Detection annotation records:
· · · · · · ·

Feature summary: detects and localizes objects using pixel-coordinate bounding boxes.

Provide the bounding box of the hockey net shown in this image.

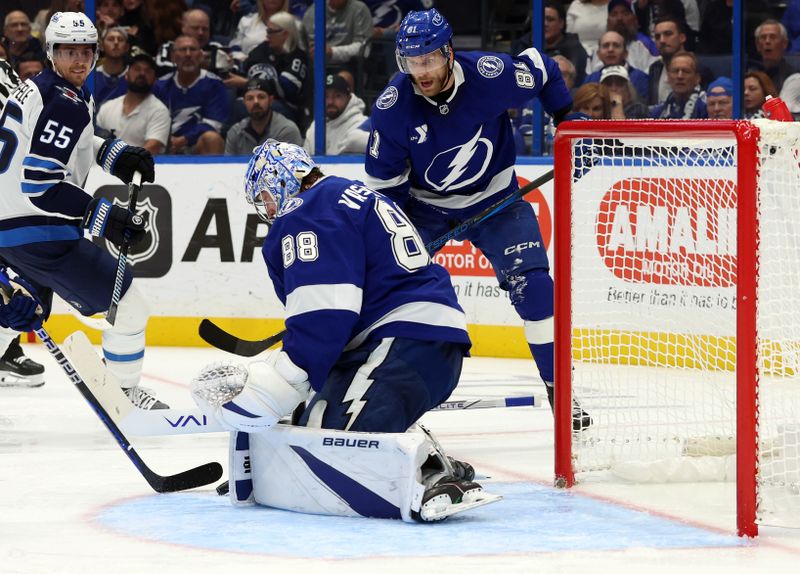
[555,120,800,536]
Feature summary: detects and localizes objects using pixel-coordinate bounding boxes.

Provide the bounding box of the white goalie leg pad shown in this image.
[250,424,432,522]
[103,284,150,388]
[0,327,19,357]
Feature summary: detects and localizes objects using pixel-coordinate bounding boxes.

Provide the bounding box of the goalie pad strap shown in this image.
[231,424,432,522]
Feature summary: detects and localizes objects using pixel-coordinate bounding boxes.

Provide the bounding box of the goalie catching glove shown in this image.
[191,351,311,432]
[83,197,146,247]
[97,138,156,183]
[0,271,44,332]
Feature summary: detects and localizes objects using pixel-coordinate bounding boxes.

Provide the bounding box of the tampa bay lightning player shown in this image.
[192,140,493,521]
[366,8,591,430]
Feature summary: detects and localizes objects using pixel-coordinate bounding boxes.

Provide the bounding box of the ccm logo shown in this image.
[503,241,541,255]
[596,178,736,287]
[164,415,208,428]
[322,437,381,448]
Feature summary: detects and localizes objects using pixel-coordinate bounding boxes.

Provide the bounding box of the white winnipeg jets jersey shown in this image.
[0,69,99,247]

· · · · · · ·

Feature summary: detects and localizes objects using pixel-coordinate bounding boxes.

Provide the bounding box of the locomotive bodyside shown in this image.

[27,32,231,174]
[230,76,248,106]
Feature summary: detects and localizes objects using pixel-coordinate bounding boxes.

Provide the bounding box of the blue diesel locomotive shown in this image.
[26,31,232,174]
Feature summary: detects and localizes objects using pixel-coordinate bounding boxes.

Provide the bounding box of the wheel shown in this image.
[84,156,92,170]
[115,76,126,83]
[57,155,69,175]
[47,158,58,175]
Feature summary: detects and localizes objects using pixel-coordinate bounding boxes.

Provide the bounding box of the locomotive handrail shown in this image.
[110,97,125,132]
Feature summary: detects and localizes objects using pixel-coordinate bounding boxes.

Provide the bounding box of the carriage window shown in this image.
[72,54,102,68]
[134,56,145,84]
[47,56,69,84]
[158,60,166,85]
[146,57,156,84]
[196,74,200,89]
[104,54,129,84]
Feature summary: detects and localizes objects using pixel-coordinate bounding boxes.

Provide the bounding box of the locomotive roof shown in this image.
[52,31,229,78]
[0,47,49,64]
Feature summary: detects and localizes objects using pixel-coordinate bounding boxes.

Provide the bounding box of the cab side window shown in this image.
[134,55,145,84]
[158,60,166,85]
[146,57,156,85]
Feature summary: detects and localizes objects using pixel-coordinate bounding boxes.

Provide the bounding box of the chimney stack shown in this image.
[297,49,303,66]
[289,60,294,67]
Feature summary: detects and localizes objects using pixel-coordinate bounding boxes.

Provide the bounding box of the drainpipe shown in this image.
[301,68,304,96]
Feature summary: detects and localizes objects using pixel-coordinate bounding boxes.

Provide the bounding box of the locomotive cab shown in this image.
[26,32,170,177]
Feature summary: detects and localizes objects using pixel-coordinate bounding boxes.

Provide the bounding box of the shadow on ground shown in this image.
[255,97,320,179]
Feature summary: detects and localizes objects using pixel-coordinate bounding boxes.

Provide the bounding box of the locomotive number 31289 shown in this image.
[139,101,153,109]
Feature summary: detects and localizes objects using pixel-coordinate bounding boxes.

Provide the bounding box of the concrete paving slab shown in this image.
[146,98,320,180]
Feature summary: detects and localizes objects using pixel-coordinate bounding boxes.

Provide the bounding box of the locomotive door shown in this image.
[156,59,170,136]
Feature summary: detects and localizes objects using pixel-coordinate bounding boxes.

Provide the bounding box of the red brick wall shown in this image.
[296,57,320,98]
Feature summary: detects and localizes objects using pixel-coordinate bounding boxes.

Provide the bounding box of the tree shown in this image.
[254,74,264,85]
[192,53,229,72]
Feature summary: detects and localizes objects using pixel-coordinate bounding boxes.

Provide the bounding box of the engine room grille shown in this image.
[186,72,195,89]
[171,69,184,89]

· · · · · · ·

*YOUR TASK*.
Pick out every line of the material that contains the word "white" and copy each one.

*ANSWER TO THIS EXERCISE*.
Provide the bounding box of the white goalie leg pad shown in this image.
Provide the bounding box of the white winnipeg jets jersey shown in this image.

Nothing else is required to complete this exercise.